- [TRY IT]: Recast the data items below as a numbered list, from their start through the line that contains "box: [89, 29, 541, 361]", including both ends. Omit blank lines and leave the pictures out.
[[ RECORD EXCERPTS, beginning ]]
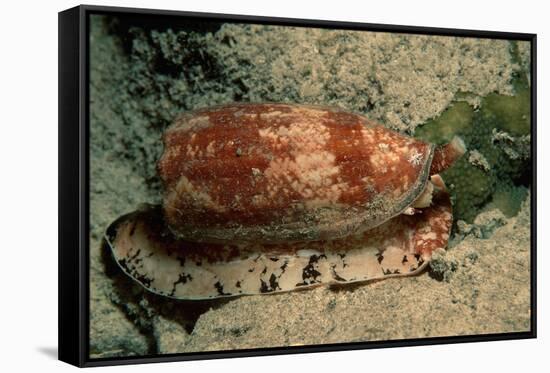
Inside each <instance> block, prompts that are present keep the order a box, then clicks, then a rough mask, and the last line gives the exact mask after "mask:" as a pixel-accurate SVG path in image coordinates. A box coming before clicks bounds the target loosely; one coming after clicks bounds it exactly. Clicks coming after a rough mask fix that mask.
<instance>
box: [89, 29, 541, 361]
mask: <svg viewBox="0 0 550 373" xmlns="http://www.w3.org/2000/svg"><path fill="white" fill-rule="evenodd" d="M127 26H128V24H126V23H125V22H119V23H111V24H110V28H108V27H106V24H105V23H103V22H102V21H101V20H100V19H93V20H92V28H91V47H90V52H91V81H90V84H91V86H90V98H91V105H90V108H91V113H90V115H91V117H90V118H91V141H90V147H91V149H90V152H91V153H90V156H91V182H90V183H91V184H90V190H91V196H90V197H91V238H90V240H91V241H90V242H91V246H90V247H91V253H90V259H91V260H90V263H91V271H90V273H91V278H90V290H91V298H90V352H91V357H112V356H130V355H144V354H155V353H161V354H162V353H177V352H196V351H207V350H233V349H244V348H258V347H280V346H299V345H312V344H324V343H338V342H358V341H375V340H390V339H391V340H393V339H403V338H421V337H434V336H453V335H475V334H485V333H505V332H520V331H528V330H530V317H531V309H530V210H531V205H530V202H529V200H530V198H529V197H530V194H529V192H528V189H529V185H526V184H525V182H523V186H521V187H520V186H518V185H516V184H519V182H516V181H517V180H518V177H517V175H516V174H517V173H514V172H515V171H514V170H512V171H508V172H509V174H510V175H516V179H514V180H515V181H514V180H512V179H513V177H509V178H507V179H506V180H500V179H495V180H496V181H495V180H493V181H492V184H490V185H491V186H490V188H489V190H488V191H487V193H485V194H483V196H484V197H483V198H484V200H483V204H480V203H479V202H476V203H477V205H475V206H476V210H475V214H474V216H476V215H477V216H476V217H475V219H470V222H469V223H463V222H461V223H460V224H458V226H457V227H455V230H454V232H453V239H452V240H451V243H450V245H449V247H448V249H447V251H445V252H439V253H437V254H436V255H435V256H434V259H433V261H432V263H431V267H430V268H429V270H427V271H426V272H424V273H423V274H421V275H419V276H414V277H402V278H393V279H388V280H384V281H378V282H374V283H369V284H363V285H354V286H350V287H341V288H338V289H330V288H326V287H320V288H316V289H313V290H306V291H299V292H290V293H284V294H274V295H260V296H246V297H240V298H233V299H228V300H221V301H209V302H196V301H195V302H189V301H187V302H186V301H175V300H170V299H165V298H162V297H159V296H155V295H152V294H150V293H148V292H146V291H144V290H143V289H142V288H141V287H140V286H139V285H137V284H136V283H134V282H133V281H132V280H131V279H129V278H128V277H126V276H125V275H123V274H122V273H121V272H120V271H119V270H118V267H116V265H113V263H112V262H110V257H109V255H108V253H107V255H105V254H106V251H105V247H104V246H102V234H103V231H104V230H105V228H106V227H107V225H108V224H109V223H110V222H111V221H113V220H114V219H116V218H117V217H118V216H120V215H122V214H124V213H127V212H130V211H132V210H134V209H135V208H136V207H138V206H139V204H141V203H144V202H149V203H158V202H159V201H160V198H161V197H160V187H159V182H158V179H156V178H155V174H154V169H155V162H156V159H157V158H158V156H159V155H160V152H161V150H162V146H161V143H160V136H161V133H162V130H163V128H165V127H166V126H167V125H168V124H169V122H170V120H171V118H173V117H174V115H175V114H177V113H178V112H180V111H183V110H189V109H193V108H197V107H201V106H209V105H212V104H216V103H221V102H229V101H234V100H239V101H288V102H302V103H318V104H332V105H340V106H343V107H345V108H348V109H350V110H354V111H358V112H363V113H366V115H368V116H369V117H371V118H372V119H376V120H378V121H380V122H381V123H383V124H385V125H387V126H388V127H390V128H392V129H395V130H399V131H402V132H404V133H409V134H413V133H414V132H415V129H416V128H417V127H419V128H421V127H422V125H423V124H424V123H425V122H427V121H429V120H430V119H432V118H437V117H438V116H439V115H440V114H441V113H442V112H443V111H444V110H445V109H446V108H448V107H450V106H451V105H452V104H453V102H456V100H457V99H458V98H459V97H460V98H461V99H462V100H464V101H466V102H468V104H469V105H470V106H471V107H472V108H477V107H478V106H479V105H480V102H481V98H482V97H484V96H486V95H488V94H491V93H498V94H500V95H514V94H515V91H514V86H513V84H512V80H513V78H514V77H517V76H519V75H521V74H527V71H528V66H529V58H530V57H529V50H528V46H526V45H523V44H521V43H518V44H517V45H516V47H515V49H514V48H512V47H511V44H510V43H509V42H507V41H495V40H492V41H491V40H478V39H468V40H456V39H452V38H438V39H437V40H436V39H432V40H429V38H428V39H427V38H426V37H413V38H407V37H404V36H398V35H392V34H374V33H363V34H361V35H359V36H358V34H357V33H350V32H342V31H340V32H335V33H331V32H327V31H322V30H307V29H301V30H298V29H294V30H291V31H288V30H281V29H277V28H269V27H268V28H265V27H263V28H262V27H256V28H255V27H243V26H239V25H234V26H224V27H222V28H221V29H218V28H217V27H201V28H200V30H199V33H197V34H189V33H188V34H182V33H179V34H176V33H174V32H170V31H166V30H161V31H162V32H156V31H155V30H154V29H155V25H153V26H151V25H149V28H145V29H142V30H139V29H131V28H130V29H129V28H128V27H127ZM157 26H158V25H157ZM186 48H187V49H186ZM197 50H201V53H197V52H196V51H197ZM193 51H195V52H193ZM512 51H513V52H512ZM513 53H514V54H515V57H514V58H513V57H512V54H513ZM524 119H525V118H524ZM516 143H517V142H516ZM516 150H517V149H516ZM517 153H519V150H518V151H517ZM524 158H525V157H524ZM490 160H491V159H490ZM526 161H528V159H527V160H526ZM473 163H475V161H473ZM514 164H515V165H517V167H525V163H520V164H519V165H518V164H517V163H514ZM477 166H478V168H479V162H478V164H477ZM489 166H491V165H489ZM481 168H482V169H483V168H484V166H483V167H481ZM484 172H489V171H487V170H485V171H484ZM501 174H502V173H499V175H501ZM499 177H500V176H499ZM511 180H512V181H511ZM467 182H469V181H467ZM514 182H516V183H515V184H514ZM500 184H502V185H504V184H506V185H507V187H506V188H504V189H506V190H513V191H516V192H513V193H508V194H507V196H509V197H510V196H514V198H516V199H517V201H513V203H512V202H510V203H509V204H515V206H516V207H515V208H510V207H509V204H504V205H502V203H501V205H502V206H503V207H500V209H499V206H500V205H499V204H498V203H497V202H498V201H499V198H497V197H495V196H496V195H497V194H495V193H496V192H494V191H496V190H503V188H500V187H499V185H500ZM472 185H474V186H473V187H476V186H477V185H478V184H476V183H472ZM491 188H492V189H491ZM499 188H500V189H499ZM456 190H463V189H456ZM456 190H455V195H454V198H455V200H458V199H461V198H467V197H465V196H461V195H456V194H457V193H456ZM478 192H479V191H473V192H472V193H474V194H475V193H478ZM491 193H493V194H492V195H491ZM478 194H479V193H478ZM500 195H501V197H500V200H502V199H503V198H502V194H500ZM510 198H511V197H510ZM461 201H462V200H461ZM505 205H506V206H505ZM501 210H506V211H504V212H502V211H501ZM510 211H512V213H510ZM518 211H519V212H518ZM102 250H103V251H102ZM102 254H103V255H102Z"/></svg>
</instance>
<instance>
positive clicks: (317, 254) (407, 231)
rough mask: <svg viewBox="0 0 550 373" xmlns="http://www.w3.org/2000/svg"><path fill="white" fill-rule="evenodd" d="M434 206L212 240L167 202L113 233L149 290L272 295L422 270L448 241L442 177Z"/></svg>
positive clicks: (446, 200)
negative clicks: (306, 226) (203, 237)
mask: <svg viewBox="0 0 550 373" xmlns="http://www.w3.org/2000/svg"><path fill="white" fill-rule="evenodd" d="M431 182H432V183H434V185H435V186H436V187H437V188H434V190H435V192H434V194H433V200H432V203H431V205H430V206H428V207H426V208H424V209H422V213H421V214H415V215H412V216H408V215H404V214H400V215H398V216H396V217H394V218H392V219H390V220H389V221H387V222H386V223H384V224H382V225H380V226H378V227H376V228H374V229H371V230H369V231H367V232H364V233H361V234H356V235H352V236H349V237H346V238H343V239H337V240H324V241H313V242H302V243H285V244H276V245H267V244H238V245H236V244H209V243H196V242H188V241H184V240H181V239H177V238H176V237H175V236H174V235H173V234H172V232H171V231H170V230H169V229H168V228H167V226H166V222H165V220H164V216H163V212H162V209H161V207H160V206H148V207H145V208H144V209H142V210H139V211H136V212H134V213H131V214H128V215H125V216H122V217H121V218H119V219H117V220H116V221H115V222H113V223H112V224H111V225H110V226H109V228H108V229H107V232H106V237H105V238H106V240H107V243H108V245H109V247H110V249H111V252H112V254H113V258H114V260H115V261H116V263H118V265H119V266H120V268H121V269H122V270H123V271H124V272H125V273H126V274H127V275H128V276H130V277H131V278H132V279H133V280H135V281H137V282H138V283H139V284H141V285H142V286H143V287H144V288H145V289H147V290H149V291H151V292H153V293H156V294H160V295H163V296H167V297H172V298H177V299H187V300H200V299H213V298H220V297H231V296H238V295H254V294H269V293H277V292H285V291H293V290H299V289H305V288H310V287H315V286H321V285H333V284H348V283H361V282H366V281H370V280H377V279H384V278H389V277H395V276H406V275H413V274H417V273H419V272H420V271H422V269H423V268H425V266H426V265H427V263H428V261H429V260H430V258H431V253H432V252H433V251H434V250H436V249H439V248H441V249H444V248H445V247H446V246H447V242H448V239H449V234H450V229H451V225H452V207H451V202H450V198H449V195H448V193H447V191H446V189H445V185H444V184H443V181H442V180H441V178H440V177H439V175H434V176H432V177H431Z"/></svg>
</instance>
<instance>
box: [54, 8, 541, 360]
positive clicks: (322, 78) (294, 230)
mask: <svg viewBox="0 0 550 373" xmlns="http://www.w3.org/2000/svg"><path fill="white" fill-rule="evenodd" d="M536 82H537V80H536V35H533V34H526V33H522V34H520V33H506V32H494V31H473V30H459V29H436V28H425V27H410V26H394V25H391V26H390V25H379V24H360V23H350V22H331V21H315V20H301V19H282V18H268V17H251V16H240V15H223V14H201V13H190V12H176V11H164V10H144V9H127V8H112V7H96V6H79V7H76V8H72V9H69V10H66V11H63V12H60V13H59V358H60V359H61V360H63V361H66V362H68V363H70V364H74V365H78V366H99V365H114V364H132V363H144V362H163V361H177V360H189V359H211V358H225V357H243V356H254V355H266V354H289V353H304V352H319V351H334V350H349V349H366V348H375V347H376V348H379V347H395V346H412V345H429V344H440V343H457V342H475V341H494V340H504V339H522V338H534V337H535V336H536V299H535V294H536V292H535V286H536V283H535V279H536V273H535V264H536V252H535V248H536V244H535V229H536V224H535V220H534V219H535V216H536V213H535V206H536V204H535V202H536V187H535V186H536V182H535V170H536V167H535V162H536V160H535V155H536V151H535V150H536V144H535V140H536V136H535V130H536V115H535V114H536V110H535V108H536V96H535V92H536Z"/></svg>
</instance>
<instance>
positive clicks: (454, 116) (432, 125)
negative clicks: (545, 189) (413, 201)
mask: <svg viewBox="0 0 550 373" xmlns="http://www.w3.org/2000/svg"><path fill="white" fill-rule="evenodd" d="M518 86H523V87H520V88H519V89H518V91H517V94H516V95H514V96H507V95H499V94H495V93H492V94H489V95H488V96H486V97H484V98H483V99H481V101H480V102H481V107H480V108H479V109H478V110H474V108H473V107H472V106H471V105H469V104H468V103H467V102H463V101H459V102H455V103H453V104H452V105H451V106H450V107H449V108H447V109H446V110H445V111H444V112H443V113H442V114H441V115H440V116H438V117H437V118H434V119H431V120H429V121H428V122H426V123H425V124H424V125H423V126H422V127H420V128H418V129H417V130H416V133H415V136H416V137H418V138H420V139H422V140H425V141H429V142H433V143H436V144H442V143H446V142H448V141H450V140H451V139H452V138H453V136H455V135H458V136H460V137H461V138H462V139H463V140H464V142H465V143H466V146H467V148H468V152H467V153H466V154H465V155H464V157H462V158H461V159H460V160H459V161H457V162H456V163H455V164H454V165H453V167H451V168H450V169H448V170H447V171H445V172H443V173H442V177H443V178H444V180H445V182H446V184H447V185H448V187H449V189H450V190H451V193H452V196H453V201H454V214H455V221H458V220H465V221H467V222H469V223H471V222H472V221H473V219H474V218H475V216H476V215H477V214H478V213H479V212H480V211H481V210H482V209H483V208H484V207H485V205H487V204H491V205H492V206H493V207H499V208H501V209H503V210H504V211H505V213H506V215H507V216H513V214H514V213H516V212H517V211H518V207H517V206H515V204H514V203H511V204H510V203H505V202H504V201H505V200H506V199H507V198H508V197H510V195H511V194H510V193H507V192H509V191H512V190H515V188H516V184H521V180H522V179H524V176H525V175H526V172H527V173H528V172H530V166H529V162H530V154H529V151H528V149H527V150H526V147H528V146H529V141H530V139H529V138H528V137H526V136H527V135H528V134H529V129H530V99H531V98H530V90H529V88H528V87H527V86H526V85H524V84H521V83H520V84H518ZM505 191H506V192H505ZM522 197H524V196H523V195H521V196H519V197H518V198H517V199H521V198H522ZM514 200H515V199H514Z"/></svg>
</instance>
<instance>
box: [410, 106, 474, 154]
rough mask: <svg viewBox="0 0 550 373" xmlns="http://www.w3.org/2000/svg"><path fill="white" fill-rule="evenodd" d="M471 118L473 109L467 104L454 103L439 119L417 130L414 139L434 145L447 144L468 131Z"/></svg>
mask: <svg viewBox="0 0 550 373" xmlns="http://www.w3.org/2000/svg"><path fill="white" fill-rule="evenodd" d="M473 116H474V109H473V108H472V107H471V106H470V105H469V104H468V103H467V102H455V103H454V104H452V105H451V106H450V107H449V108H448V109H447V110H445V111H444V112H443V113H442V114H441V115H440V116H439V117H437V118H435V119H432V120H429V121H428V122H426V123H425V124H424V125H423V126H422V127H420V128H418V129H417V130H416V137H418V138H420V139H423V140H426V141H429V142H433V143H436V144H441V143H445V142H448V141H450V140H451V139H452V138H453V136H455V135H461V134H464V133H466V132H467V131H468V130H469V129H470V127H471V125H472V120H473Z"/></svg>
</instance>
[[ RECORD EXCERPTS, end ]]
- [EXPECTED ANSWER]:
1. Inside each <instance> block, prompts that are present keep the order a box, then clicks, then a rough mask, and the last line gives the exact mask after "mask:" as a pixel-accurate SVG path in image coordinates. A box coming before clicks bounds the target loosely; one coming after clicks bounds it exactly. Clicks coming after a rough mask fix that mask.
2. <instance>
3. box: [89, 29, 541, 361]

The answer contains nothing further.